#### What is being asked:
Render the lines below as a JSON list of strings, with one string for each line and blank lines omitted.

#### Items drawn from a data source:
━━━━━━━━━━━━━━━━━━━━

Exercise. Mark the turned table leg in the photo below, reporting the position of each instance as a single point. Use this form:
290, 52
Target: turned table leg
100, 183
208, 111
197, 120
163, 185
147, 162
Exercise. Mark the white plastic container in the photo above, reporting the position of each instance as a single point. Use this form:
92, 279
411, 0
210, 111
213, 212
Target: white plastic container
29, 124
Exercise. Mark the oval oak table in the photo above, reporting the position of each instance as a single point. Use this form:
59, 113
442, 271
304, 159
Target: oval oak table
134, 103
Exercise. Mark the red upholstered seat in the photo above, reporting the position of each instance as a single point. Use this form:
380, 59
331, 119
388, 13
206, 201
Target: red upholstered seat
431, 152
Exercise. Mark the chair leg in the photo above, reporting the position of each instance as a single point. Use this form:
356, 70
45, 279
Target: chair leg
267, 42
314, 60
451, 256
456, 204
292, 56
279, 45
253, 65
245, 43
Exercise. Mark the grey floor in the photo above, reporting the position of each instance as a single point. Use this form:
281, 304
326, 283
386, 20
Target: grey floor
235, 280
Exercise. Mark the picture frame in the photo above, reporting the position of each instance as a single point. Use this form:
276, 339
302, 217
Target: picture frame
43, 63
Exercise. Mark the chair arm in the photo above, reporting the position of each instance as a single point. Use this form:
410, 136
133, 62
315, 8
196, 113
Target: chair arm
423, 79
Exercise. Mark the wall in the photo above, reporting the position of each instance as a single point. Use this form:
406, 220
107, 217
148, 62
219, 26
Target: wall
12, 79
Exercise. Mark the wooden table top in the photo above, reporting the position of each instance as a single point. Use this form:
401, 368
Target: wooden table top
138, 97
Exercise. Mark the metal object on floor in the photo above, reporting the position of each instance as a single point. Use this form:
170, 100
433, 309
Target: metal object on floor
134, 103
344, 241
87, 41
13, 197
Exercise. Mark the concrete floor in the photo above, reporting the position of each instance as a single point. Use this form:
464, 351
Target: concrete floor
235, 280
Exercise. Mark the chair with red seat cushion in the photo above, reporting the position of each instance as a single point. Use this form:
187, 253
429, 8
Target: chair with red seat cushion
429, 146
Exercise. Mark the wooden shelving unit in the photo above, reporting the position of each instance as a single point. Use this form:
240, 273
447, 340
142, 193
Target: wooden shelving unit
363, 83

━━━━━━━━━━━━━━━━━━━━

#### Correct response:
[
  "Exercise. Mark the turned table leg in the photo below, reporting the position of each instance as a single point. Use this form:",
  "290, 52",
  "Target: turned table leg",
  "100, 183",
  "208, 111",
  "197, 120",
  "163, 185",
  "147, 162",
  "Exercise. Mark the white plastic container in the photo above, reporting the position of each instance as a single point. Use this form:",
  "92, 279",
  "411, 0",
  "210, 111",
  "213, 212",
  "Target: white plastic container",
  "29, 124",
  "Exercise. Mark the oval oak table in the photo above, reporting the position of each instance as a single point. Use this form:",
  "59, 113",
  "442, 271",
  "304, 159",
  "Target: oval oak table",
  "134, 103",
  "Exercise. Mark the red upholstered seat in the photo above, reporting the position of each instance as a single point. Use this form:",
  "380, 59",
  "331, 119",
  "388, 13",
  "206, 201",
  "Target: red upholstered seat",
  "431, 152",
  "Exercise. Mark the chair leg in the photo above, reporting the position of each instance as a single point. Use this form:",
  "356, 70",
  "45, 279",
  "Target: chair leg",
  "267, 42",
  "314, 60",
  "451, 256",
  "456, 204",
  "292, 56",
  "279, 45",
  "253, 65",
  "245, 43",
  "Exercise. Mark the grey floor in the photo above, reporting the position of each instance as a single point. Use this form:",
  "281, 304",
  "326, 283",
  "386, 20",
  "Target: grey floor",
  "235, 280",
  "Exercise. Mark the picture frame in the photo above, reporting the position of each instance as a single point. Use this form:",
  "276, 339",
  "302, 217",
  "Target: picture frame",
  "43, 63",
  "Exercise. Mark the chair arm in the photo above, reporting the position of each instance as a single point. Use this form:",
  "410, 136",
  "133, 62",
  "315, 8",
  "196, 113",
  "Target: chair arm",
  "423, 79",
  "Exercise. Mark the wall in the photo above, reporting the position of each instance as a single point. Use this form:",
  "406, 220",
  "107, 217",
  "148, 62",
  "219, 26",
  "Target: wall",
  "12, 79",
  "Exercise. Mark the wooden table top in the photo above, reporting the position of each instance as a single point. Use this form:",
  "401, 368",
  "Target: wooden table top",
  "138, 97",
  "Exercise. Mark the metal object on floor in the photo above, reporting the position of each instance as a single point. Use this form:",
  "170, 100",
  "433, 309",
  "Target: metal object on floor",
  "134, 103",
  "344, 241",
  "87, 41",
  "13, 197",
  "Exercise. Mark the concrete floor in the photo above, reporting the position of each instance as a single point. Use this form:",
  "464, 351",
  "Target: concrete floor",
  "235, 280",
  "Exercise. Mark the chair with red seat cushion in the photo above, reporting the position of each instance as a single point. Use this form:",
  "187, 253",
  "429, 8",
  "Target: chair with red seat cushion",
  "429, 146",
  "Exercise. Mark the wooden shelving unit in the photo above, reporting the position of each instance as a single point. Use this form:",
  "240, 273",
  "447, 340",
  "142, 193",
  "Target: wooden shelving unit",
  "363, 83"
]